## [Supplied data]
— start —

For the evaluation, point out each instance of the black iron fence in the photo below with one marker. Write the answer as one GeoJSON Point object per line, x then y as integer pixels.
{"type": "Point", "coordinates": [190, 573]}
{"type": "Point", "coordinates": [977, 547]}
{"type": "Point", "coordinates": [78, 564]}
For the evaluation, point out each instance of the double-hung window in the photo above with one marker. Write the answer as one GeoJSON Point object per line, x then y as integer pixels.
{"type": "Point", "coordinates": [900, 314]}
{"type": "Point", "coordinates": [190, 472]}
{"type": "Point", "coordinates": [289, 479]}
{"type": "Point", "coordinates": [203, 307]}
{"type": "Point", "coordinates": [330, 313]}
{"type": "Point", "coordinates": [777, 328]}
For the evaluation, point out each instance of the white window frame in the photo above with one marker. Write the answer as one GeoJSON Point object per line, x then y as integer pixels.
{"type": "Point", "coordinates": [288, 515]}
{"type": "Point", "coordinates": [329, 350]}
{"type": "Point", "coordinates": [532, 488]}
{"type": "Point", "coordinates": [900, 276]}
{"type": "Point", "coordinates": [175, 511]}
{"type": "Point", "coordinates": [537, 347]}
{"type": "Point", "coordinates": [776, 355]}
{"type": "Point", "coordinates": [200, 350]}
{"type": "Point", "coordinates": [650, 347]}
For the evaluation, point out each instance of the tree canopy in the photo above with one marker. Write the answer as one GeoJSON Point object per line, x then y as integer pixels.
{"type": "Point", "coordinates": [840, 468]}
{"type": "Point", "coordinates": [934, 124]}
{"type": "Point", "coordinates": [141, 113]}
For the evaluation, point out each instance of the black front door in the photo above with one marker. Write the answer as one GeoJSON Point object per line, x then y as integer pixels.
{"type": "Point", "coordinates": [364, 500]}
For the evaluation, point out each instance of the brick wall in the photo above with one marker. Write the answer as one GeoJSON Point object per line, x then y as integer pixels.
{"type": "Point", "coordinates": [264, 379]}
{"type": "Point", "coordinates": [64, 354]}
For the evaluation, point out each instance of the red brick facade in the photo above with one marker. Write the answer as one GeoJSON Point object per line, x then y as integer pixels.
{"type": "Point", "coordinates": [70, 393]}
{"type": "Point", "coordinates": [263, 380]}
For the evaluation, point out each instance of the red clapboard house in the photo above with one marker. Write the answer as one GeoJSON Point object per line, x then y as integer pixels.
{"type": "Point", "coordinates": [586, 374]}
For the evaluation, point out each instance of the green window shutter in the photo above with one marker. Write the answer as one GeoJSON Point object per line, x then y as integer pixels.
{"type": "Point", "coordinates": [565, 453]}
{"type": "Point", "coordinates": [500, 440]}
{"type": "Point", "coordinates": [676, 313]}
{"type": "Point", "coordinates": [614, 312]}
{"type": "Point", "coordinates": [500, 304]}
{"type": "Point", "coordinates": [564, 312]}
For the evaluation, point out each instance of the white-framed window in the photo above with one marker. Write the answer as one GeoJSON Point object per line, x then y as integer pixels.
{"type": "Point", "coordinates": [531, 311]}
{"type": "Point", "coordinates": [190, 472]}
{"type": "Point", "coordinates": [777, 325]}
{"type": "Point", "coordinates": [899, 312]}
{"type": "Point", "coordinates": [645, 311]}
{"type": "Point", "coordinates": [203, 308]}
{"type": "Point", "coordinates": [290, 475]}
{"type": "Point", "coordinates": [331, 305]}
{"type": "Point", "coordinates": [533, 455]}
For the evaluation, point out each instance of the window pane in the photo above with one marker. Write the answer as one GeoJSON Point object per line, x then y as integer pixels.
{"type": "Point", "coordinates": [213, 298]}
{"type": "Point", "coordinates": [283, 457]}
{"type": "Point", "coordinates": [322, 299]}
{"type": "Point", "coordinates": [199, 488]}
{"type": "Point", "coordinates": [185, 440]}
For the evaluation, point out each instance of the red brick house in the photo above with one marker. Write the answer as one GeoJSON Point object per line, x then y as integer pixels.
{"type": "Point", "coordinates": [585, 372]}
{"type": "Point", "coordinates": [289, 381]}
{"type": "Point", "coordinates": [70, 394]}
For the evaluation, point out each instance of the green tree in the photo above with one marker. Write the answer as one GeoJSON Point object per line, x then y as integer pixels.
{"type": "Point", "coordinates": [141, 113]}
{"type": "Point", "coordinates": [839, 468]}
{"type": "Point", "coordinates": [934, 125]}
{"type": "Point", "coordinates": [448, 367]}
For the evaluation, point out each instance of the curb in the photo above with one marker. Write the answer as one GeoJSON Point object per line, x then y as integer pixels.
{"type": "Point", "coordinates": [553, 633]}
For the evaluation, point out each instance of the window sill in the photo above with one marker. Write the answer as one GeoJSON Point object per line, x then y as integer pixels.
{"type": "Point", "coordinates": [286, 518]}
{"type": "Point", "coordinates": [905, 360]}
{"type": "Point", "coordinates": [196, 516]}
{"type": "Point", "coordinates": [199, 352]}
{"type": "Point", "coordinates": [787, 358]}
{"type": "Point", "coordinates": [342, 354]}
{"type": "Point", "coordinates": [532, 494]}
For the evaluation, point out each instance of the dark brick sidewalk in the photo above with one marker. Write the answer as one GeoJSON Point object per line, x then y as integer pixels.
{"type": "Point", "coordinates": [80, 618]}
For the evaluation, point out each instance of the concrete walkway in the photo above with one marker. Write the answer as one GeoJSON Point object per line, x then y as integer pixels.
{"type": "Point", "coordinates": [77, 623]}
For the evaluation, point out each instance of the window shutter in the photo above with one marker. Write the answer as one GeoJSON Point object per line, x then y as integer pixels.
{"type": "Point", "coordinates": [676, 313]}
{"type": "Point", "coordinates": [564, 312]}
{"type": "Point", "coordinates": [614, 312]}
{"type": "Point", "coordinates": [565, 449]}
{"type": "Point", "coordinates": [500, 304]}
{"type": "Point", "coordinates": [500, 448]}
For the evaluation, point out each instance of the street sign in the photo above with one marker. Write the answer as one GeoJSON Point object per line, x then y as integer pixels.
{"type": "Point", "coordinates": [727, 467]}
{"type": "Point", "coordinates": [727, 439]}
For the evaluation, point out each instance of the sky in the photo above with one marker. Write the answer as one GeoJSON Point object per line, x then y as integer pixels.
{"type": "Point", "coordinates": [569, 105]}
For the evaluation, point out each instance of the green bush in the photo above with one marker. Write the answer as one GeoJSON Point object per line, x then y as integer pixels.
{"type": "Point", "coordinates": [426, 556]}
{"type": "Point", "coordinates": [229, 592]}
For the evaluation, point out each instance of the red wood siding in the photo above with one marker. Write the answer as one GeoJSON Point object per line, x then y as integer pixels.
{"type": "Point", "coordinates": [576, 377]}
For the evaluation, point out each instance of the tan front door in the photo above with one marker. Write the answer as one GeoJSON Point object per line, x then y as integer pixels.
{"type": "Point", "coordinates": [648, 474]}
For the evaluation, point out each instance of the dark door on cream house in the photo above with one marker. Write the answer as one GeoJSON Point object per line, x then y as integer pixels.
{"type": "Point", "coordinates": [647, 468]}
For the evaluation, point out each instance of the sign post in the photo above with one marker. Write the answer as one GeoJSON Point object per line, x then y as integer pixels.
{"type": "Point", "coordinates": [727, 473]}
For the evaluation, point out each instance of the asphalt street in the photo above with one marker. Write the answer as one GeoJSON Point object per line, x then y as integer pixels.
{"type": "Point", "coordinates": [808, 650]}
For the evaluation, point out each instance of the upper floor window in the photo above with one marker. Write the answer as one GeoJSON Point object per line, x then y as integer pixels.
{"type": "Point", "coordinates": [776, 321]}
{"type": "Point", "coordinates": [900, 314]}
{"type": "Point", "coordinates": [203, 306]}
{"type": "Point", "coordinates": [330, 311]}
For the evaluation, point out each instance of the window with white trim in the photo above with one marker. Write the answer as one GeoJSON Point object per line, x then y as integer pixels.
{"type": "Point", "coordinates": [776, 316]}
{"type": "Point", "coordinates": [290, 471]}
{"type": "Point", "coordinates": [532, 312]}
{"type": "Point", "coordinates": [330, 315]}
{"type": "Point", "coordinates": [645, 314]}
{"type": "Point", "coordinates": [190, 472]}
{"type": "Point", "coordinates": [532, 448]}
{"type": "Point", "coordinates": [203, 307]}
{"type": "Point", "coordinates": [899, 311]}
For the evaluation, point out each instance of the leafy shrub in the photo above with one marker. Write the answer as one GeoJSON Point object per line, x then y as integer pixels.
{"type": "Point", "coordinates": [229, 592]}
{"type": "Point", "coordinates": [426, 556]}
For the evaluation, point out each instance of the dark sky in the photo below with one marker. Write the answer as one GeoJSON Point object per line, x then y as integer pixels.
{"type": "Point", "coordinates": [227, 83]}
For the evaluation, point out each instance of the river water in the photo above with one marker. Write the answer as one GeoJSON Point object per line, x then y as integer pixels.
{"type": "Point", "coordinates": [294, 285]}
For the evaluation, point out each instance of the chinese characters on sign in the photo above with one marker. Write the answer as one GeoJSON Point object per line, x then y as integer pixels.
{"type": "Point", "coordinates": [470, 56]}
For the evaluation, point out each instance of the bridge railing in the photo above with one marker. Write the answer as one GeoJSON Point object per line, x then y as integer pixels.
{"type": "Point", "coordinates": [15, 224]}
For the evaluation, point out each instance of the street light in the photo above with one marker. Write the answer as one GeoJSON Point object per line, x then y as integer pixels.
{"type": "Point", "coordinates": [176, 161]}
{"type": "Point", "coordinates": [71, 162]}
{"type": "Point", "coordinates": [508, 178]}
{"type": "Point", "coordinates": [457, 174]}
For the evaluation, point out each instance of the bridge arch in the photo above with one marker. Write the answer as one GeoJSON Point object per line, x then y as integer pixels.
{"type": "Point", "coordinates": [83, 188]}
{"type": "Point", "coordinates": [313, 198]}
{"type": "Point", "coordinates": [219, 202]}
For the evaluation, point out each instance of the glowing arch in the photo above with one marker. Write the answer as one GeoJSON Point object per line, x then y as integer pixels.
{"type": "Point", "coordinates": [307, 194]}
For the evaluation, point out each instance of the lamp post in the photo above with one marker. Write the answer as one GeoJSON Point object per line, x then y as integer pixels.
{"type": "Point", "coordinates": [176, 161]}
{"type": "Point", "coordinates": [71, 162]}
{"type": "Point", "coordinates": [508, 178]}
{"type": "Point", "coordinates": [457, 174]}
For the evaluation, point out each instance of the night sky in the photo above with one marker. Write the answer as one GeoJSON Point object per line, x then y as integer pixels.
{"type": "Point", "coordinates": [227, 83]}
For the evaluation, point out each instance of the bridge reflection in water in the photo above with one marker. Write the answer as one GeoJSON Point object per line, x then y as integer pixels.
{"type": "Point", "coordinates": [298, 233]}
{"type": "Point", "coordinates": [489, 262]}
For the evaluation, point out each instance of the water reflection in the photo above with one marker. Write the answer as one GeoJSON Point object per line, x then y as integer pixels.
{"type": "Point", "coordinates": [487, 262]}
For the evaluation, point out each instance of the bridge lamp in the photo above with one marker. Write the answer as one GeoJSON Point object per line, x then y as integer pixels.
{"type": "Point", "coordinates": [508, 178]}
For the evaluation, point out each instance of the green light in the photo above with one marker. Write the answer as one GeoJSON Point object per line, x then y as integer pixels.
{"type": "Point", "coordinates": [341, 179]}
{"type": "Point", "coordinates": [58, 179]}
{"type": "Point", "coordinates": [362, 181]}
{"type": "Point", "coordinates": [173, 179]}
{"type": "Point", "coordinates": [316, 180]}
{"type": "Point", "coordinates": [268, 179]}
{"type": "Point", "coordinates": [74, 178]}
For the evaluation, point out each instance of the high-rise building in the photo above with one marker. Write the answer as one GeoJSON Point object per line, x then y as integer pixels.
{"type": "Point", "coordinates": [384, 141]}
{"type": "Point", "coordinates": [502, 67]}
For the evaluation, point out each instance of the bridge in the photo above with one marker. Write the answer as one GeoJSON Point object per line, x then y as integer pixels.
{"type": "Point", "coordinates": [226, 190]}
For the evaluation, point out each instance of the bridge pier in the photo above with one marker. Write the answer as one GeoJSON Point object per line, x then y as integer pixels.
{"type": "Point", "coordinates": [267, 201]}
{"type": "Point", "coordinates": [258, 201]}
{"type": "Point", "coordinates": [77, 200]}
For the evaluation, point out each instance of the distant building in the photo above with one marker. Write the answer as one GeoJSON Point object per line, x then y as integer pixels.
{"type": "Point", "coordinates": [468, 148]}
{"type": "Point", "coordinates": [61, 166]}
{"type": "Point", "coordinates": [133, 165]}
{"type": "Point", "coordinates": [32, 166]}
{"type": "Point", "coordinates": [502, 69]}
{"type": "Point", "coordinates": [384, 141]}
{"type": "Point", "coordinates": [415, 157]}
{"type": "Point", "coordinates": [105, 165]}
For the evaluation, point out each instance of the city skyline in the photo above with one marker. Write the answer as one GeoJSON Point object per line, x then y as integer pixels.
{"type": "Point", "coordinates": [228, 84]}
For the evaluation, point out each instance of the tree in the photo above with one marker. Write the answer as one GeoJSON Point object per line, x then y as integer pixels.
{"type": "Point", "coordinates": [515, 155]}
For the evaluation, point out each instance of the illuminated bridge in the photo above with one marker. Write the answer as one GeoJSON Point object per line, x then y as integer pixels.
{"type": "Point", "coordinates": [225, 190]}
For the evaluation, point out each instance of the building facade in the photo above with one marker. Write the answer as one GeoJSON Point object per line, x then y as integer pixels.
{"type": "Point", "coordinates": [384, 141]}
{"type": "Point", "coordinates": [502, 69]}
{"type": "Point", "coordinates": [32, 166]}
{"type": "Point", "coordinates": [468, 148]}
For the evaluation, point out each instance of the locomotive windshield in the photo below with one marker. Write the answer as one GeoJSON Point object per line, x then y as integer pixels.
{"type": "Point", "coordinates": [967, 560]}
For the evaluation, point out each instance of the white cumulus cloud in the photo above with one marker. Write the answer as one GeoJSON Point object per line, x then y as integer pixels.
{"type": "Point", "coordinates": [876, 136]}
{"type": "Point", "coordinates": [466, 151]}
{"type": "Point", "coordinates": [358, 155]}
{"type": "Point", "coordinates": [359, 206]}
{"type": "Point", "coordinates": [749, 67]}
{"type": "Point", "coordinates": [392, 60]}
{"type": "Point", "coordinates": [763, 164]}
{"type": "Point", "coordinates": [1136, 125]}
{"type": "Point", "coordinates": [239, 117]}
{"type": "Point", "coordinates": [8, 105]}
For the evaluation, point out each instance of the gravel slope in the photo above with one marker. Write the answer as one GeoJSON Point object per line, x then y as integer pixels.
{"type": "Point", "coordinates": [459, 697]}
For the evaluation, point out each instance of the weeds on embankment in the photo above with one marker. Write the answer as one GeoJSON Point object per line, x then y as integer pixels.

— end —

## [Required work]
Reproduce only the lines running from the one with "For the evaluation, point out each instance of the locomotive" through the final line of the listing above, both ends included.

## [Response to the exercise]
For the evaluation, point out each instance of the locomotive windshield in the photo below with one marker. Write the answer as one GeoJSON Point object per line, x then y as integer pixels.
{"type": "Point", "coordinates": [967, 560]}
For the evaluation, point out each instance of the white cumulus cloud in the photo above with one marker. Write the answer as one GeoJSON Point object per line, x then y as integer pixels.
{"type": "Point", "coordinates": [876, 136]}
{"type": "Point", "coordinates": [466, 151]}
{"type": "Point", "coordinates": [358, 155]}
{"type": "Point", "coordinates": [359, 206]}
{"type": "Point", "coordinates": [749, 67]}
{"type": "Point", "coordinates": [392, 60]}
{"type": "Point", "coordinates": [763, 164]}
{"type": "Point", "coordinates": [1136, 125]}
{"type": "Point", "coordinates": [239, 117]}
{"type": "Point", "coordinates": [8, 105]}
For the evaluation, point out each instance of the gravel slope in the photo above with one marker. Write the answer as one GeoJSON Point object per line, x then y as integer pixels.
{"type": "Point", "coordinates": [459, 697]}
For the evaluation, point out each instance of the weeds on embankment in the photo above with one marker. Write the answer as one GeoJSON Point object per line, x then y as integer pixels.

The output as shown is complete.